Saved entries:
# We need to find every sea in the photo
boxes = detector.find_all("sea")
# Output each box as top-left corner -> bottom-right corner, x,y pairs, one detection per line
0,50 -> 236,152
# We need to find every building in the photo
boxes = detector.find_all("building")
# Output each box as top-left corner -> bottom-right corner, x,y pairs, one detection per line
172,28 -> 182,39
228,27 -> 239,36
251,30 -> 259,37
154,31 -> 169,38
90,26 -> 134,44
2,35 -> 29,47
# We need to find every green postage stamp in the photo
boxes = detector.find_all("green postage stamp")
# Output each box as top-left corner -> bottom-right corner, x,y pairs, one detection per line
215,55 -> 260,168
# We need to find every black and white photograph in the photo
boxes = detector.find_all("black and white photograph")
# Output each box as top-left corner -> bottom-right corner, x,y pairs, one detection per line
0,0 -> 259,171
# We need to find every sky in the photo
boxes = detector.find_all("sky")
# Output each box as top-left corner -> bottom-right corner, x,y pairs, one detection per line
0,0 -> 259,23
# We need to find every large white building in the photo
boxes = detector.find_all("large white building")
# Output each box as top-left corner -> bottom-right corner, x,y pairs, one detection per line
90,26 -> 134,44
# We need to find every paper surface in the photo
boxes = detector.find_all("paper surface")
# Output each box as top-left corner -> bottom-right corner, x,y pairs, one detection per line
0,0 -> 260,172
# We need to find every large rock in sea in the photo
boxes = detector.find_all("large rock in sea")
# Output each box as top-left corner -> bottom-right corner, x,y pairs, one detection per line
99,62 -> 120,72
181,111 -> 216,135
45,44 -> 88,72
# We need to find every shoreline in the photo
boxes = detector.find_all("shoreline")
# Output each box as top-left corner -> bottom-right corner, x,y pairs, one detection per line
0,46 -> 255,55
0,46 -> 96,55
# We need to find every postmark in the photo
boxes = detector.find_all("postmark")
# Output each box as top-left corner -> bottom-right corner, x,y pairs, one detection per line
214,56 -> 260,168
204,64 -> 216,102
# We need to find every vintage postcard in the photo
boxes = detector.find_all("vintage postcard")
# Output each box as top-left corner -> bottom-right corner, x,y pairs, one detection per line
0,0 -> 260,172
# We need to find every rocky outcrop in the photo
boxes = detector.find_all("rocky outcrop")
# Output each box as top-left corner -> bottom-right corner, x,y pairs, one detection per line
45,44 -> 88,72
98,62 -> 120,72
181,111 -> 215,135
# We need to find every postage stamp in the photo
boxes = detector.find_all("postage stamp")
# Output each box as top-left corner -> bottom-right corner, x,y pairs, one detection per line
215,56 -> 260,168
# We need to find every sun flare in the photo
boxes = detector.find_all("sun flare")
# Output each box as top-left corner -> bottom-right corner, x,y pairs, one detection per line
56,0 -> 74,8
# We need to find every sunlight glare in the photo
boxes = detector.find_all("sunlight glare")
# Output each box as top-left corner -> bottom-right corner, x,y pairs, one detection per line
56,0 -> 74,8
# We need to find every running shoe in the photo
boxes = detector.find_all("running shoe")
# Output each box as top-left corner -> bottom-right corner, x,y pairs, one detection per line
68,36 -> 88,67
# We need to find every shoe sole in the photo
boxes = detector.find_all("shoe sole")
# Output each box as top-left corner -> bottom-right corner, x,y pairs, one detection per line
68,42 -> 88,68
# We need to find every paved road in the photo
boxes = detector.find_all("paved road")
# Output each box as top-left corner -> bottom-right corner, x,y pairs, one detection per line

> [EXERCISE]: Repeat the rows above word for word. Begin at the first line and stop after the line that contains "2,35 -> 29,47".

> [SOLUTION]:
# We need to find every sea in the photo
boxes = detector.find_all("sea")
# Output each box as top-left corner -> bottom-right corner, x,y pairs, one detection per line
0,50 -> 236,152
# We need to find every building in the photo
boxes = detector.find_all("building")
# Output each box as top-left corner -> bottom-right corner, x,y pairs, one detection per line
172,28 -> 182,39
228,27 -> 239,36
251,30 -> 259,37
154,31 -> 169,38
90,26 -> 134,44
2,35 -> 29,47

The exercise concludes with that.